Top of Dataset extract
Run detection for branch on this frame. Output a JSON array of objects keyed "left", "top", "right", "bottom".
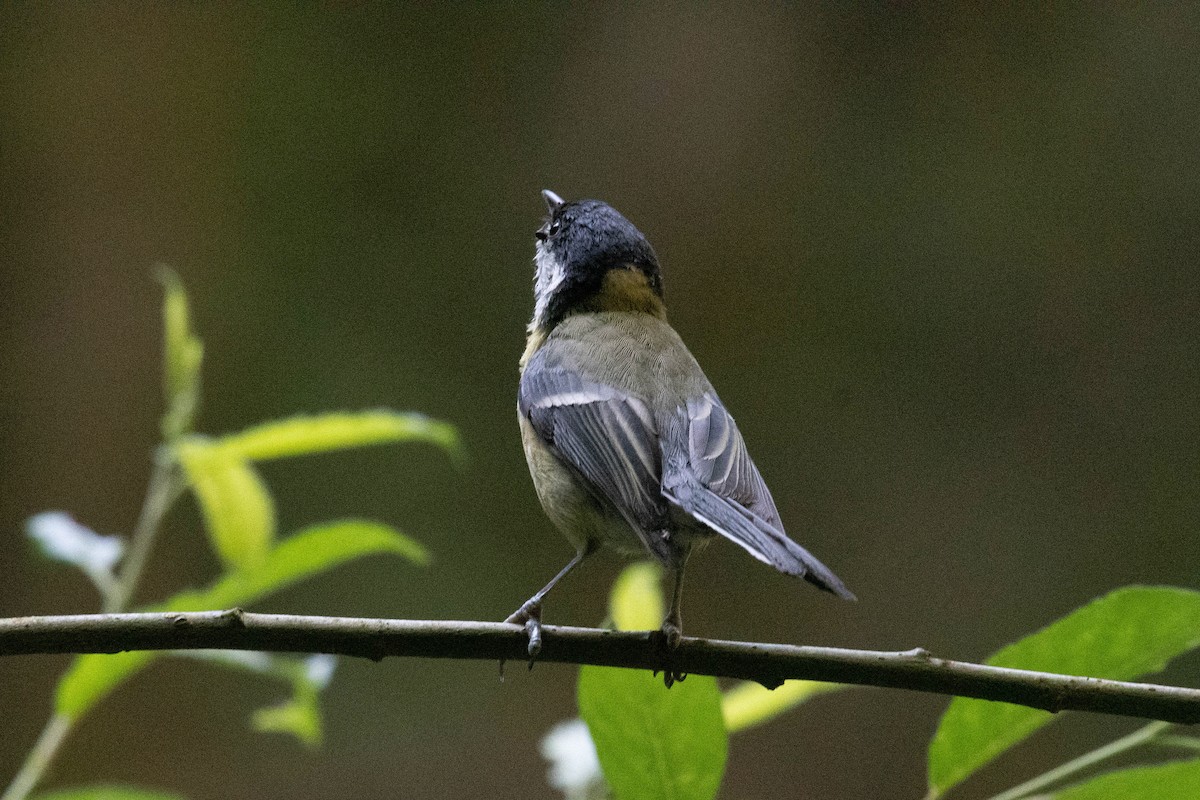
[{"left": 3, "top": 611, "right": 1198, "bottom": 723}]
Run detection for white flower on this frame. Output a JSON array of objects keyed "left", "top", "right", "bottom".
[
  {"left": 303, "top": 654, "right": 337, "bottom": 688},
  {"left": 540, "top": 719, "right": 603, "bottom": 799},
  {"left": 26, "top": 512, "right": 124, "bottom": 597}
]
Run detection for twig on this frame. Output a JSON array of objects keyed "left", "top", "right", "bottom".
[{"left": 2, "top": 611, "right": 1199, "bottom": 724}]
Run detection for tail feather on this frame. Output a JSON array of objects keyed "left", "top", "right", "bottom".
[{"left": 668, "top": 485, "right": 856, "bottom": 601}]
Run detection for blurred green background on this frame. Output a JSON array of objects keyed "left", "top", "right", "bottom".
[{"left": 2, "top": 5, "right": 1198, "bottom": 798}]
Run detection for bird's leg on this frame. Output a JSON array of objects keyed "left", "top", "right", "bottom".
[
  {"left": 505, "top": 547, "right": 592, "bottom": 657},
  {"left": 660, "top": 559, "right": 689, "bottom": 688},
  {"left": 661, "top": 562, "right": 686, "bottom": 648}
]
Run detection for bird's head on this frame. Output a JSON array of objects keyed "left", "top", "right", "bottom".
[{"left": 529, "top": 190, "right": 663, "bottom": 333}]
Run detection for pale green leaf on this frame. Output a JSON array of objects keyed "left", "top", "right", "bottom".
[
  {"left": 579, "top": 666, "right": 727, "bottom": 800},
  {"left": 252, "top": 680, "right": 323, "bottom": 748},
  {"left": 169, "top": 650, "right": 333, "bottom": 747},
  {"left": 928, "top": 586, "right": 1200, "bottom": 796},
  {"left": 201, "top": 519, "right": 428, "bottom": 606},
  {"left": 216, "top": 410, "right": 460, "bottom": 462},
  {"left": 55, "top": 652, "right": 157, "bottom": 720},
  {"left": 609, "top": 561, "right": 664, "bottom": 631},
  {"left": 722, "top": 679, "right": 843, "bottom": 732},
  {"left": 55, "top": 520, "right": 422, "bottom": 719},
  {"left": 177, "top": 437, "right": 275, "bottom": 570},
  {"left": 156, "top": 266, "right": 203, "bottom": 441},
  {"left": 34, "top": 785, "right": 184, "bottom": 800},
  {"left": 1052, "top": 758, "right": 1200, "bottom": 799}
]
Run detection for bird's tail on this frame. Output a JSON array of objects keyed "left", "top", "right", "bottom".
[{"left": 668, "top": 485, "right": 856, "bottom": 601}]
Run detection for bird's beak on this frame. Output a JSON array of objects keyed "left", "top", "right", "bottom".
[{"left": 542, "top": 189, "right": 565, "bottom": 214}]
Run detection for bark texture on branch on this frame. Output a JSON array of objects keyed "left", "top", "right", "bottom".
[{"left": 2, "top": 610, "right": 1198, "bottom": 724}]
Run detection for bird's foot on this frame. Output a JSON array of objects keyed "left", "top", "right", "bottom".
[
  {"left": 505, "top": 599, "right": 544, "bottom": 659},
  {"left": 661, "top": 617, "right": 683, "bottom": 650},
  {"left": 657, "top": 616, "right": 687, "bottom": 688}
]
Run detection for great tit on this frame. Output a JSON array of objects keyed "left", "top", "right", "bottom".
[{"left": 507, "top": 190, "right": 854, "bottom": 658}]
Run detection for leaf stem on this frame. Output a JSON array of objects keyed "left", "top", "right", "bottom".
[
  {"left": 985, "top": 720, "right": 1173, "bottom": 800},
  {"left": 0, "top": 716, "right": 71, "bottom": 800},
  {"left": 1155, "top": 734, "right": 1200, "bottom": 752},
  {"left": 104, "top": 450, "right": 183, "bottom": 614},
  {"left": 2, "top": 452, "right": 182, "bottom": 800}
]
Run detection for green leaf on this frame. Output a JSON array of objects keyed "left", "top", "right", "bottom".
[
  {"left": 201, "top": 519, "right": 428, "bottom": 606},
  {"left": 177, "top": 437, "right": 275, "bottom": 570},
  {"left": 252, "top": 680, "right": 323, "bottom": 748},
  {"left": 156, "top": 266, "right": 203, "bottom": 441},
  {"left": 55, "top": 520, "right": 423, "bottom": 719},
  {"left": 722, "top": 679, "right": 843, "bottom": 732},
  {"left": 928, "top": 586, "right": 1200, "bottom": 796},
  {"left": 1052, "top": 758, "right": 1200, "bottom": 799},
  {"left": 168, "top": 650, "right": 334, "bottom": 747},
  {"left": 34, "top": 786, "right": 185, "bottom": 800},
  {"left": 216, "top": 410, "right": 461, "bottom": 462},
  {"left": 609, "top": 561, "right": 664, "bottom": 631},
  {"left": 579, "top": 666, "right": 727, "bottom": 800},
  {"left": 55, "top": 652, "right": 157, "bottom": 720}
]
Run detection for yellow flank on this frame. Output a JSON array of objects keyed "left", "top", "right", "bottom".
[{"left": 519, "top": 326, "right": 546, "bottom": 370}]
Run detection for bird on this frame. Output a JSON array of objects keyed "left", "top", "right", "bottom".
[{"left": 506, "top": 189, "right": 854, "bottom": 662}]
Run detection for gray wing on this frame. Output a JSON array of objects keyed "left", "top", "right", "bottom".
[
  {"left": 684, "top": 392, "right": 783, "bottom": 527},
  {"left": 519, "top": 363, "right": 668, "bottom": 548},
  {"left": 663, "top": 392, "right": 855, "bottom": 600}
]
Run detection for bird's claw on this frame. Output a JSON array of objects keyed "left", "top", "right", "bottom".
[
  {"left": 525, "top": 618, "right": 542, "bottom": 660},
  {"left": 658, "top": 617, "right": 686, "bottom": 688},
  {"left": 661, "top": 618, "right": 683, "bottom": 650},
  {"left": 662, "top": 669, "right": 687, "bottom": 688},
  {"left": 505, "top": 600, "right": 543, "bottom": 659}
]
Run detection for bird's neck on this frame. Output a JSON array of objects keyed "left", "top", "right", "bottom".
[
  {"left": 579, "top": 266, "right": 667, "bottom": 319},
  {"left": 521, "top": 266, "right": 667, "bottom": 370}
]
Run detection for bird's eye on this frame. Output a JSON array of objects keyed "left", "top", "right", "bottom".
[{"left": 548, "top": 219, "right": 562, "bottom": 236}]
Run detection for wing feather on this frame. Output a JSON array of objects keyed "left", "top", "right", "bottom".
[
  {"left": 520, "top": 350, "right": 853, "bottom": 600},
  {"left": 665, "top": 393, "right": 855, "bottom": 600},
  {"left": 520, "top": 364, "right": 665, "bottom": 537}
]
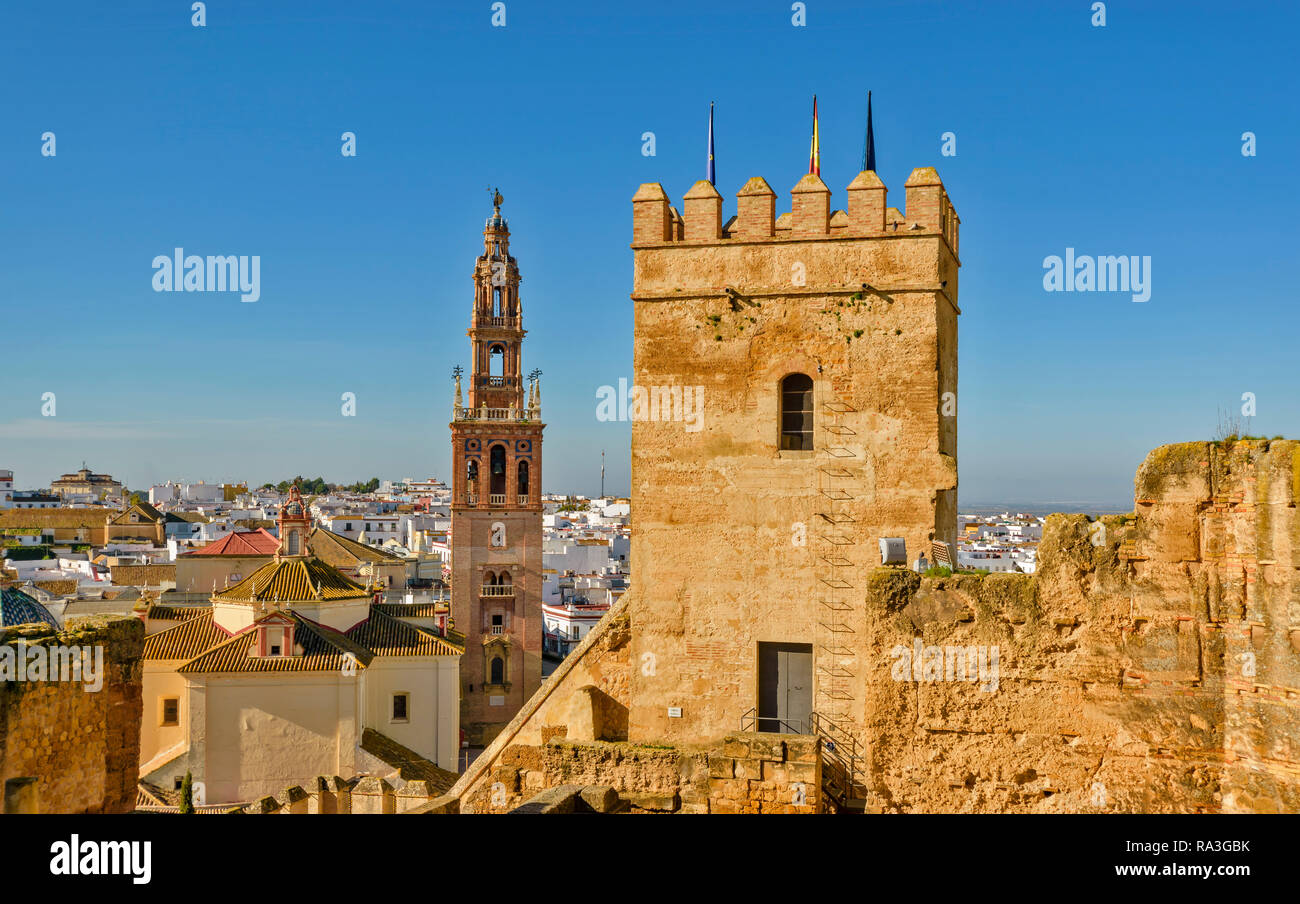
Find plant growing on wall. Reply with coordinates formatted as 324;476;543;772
179;771;195;814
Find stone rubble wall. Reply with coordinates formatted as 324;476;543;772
0;615;143;813
422;731;819;814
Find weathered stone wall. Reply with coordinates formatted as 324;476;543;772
438;439;1300;813
858;439;1300;812
0;615;144;813
627;171;960;745
429;731;818;814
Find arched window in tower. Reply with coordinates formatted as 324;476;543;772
287;530;300;555
489;344;505;379
517;460;529;499
489;444;507;497
466;460;479;498
780;374;815;451
489;656;505;686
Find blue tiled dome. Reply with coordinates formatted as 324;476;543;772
0;586;60;629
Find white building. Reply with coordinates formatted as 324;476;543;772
0;470;13;508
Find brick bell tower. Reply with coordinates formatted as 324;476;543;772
450;189;545;747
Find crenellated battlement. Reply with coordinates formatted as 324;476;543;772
632;168;959;256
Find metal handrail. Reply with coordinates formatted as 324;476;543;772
738;707;804;735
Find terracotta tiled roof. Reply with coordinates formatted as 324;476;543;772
111;564;176;586
373;602;447;618
181;529;280;557
165;512;210;524
0;509;107;530
309;527;406;566
347;608;462;656
32;579;77;597
146;604;209;621
360;728;459;792
213;557;368;605
108;502;165;524
137;781;175;807
143;610;231;661
177;612;375;674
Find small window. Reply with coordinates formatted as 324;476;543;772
162;698;179;726
392;693;409;721
174;776;184;791
779;374;814;451
489;657;505;685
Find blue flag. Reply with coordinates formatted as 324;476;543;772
707;102;716;185
862;90;876;172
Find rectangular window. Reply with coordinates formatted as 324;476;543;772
162;697;179;726
392;693;409;722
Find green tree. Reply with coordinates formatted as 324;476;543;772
179;771;195;814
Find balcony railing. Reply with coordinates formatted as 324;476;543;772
517;495;530;505
481;585;515;596
454;406;535;422
491;625;504;635
465;494;478;505
477;316;518;329
489;494;506;505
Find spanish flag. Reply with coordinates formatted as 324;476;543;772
808;95;820;176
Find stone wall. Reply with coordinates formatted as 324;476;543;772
854;439;1300;812
437;439;1300;813
627;172;960;745
0;615;144;813
421;731;819;814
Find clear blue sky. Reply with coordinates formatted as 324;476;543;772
1;0;1295;506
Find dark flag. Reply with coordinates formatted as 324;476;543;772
707;102;716;185
863;90;876;172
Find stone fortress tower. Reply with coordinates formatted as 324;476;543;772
626;167;960;746
434;165;1300;816
449;190;545;746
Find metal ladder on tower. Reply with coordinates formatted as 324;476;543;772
811;393;870;812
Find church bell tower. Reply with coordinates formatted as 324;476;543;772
450;190;545;747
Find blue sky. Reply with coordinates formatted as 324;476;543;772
0;0;1295;505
Bottom of Dataset extract
**Exercise requirements:** Only an exact reproduction of the lines from the one with "Find church bell" to the end of the listing is expected.

**Output of the task:**
Find church bell tower. Reply with coordinates formatted as 324;476;543;772
450;190;545;747
Find blue sky. Reply with coordinates formatted as 324;476;543;772
0;0;1295;505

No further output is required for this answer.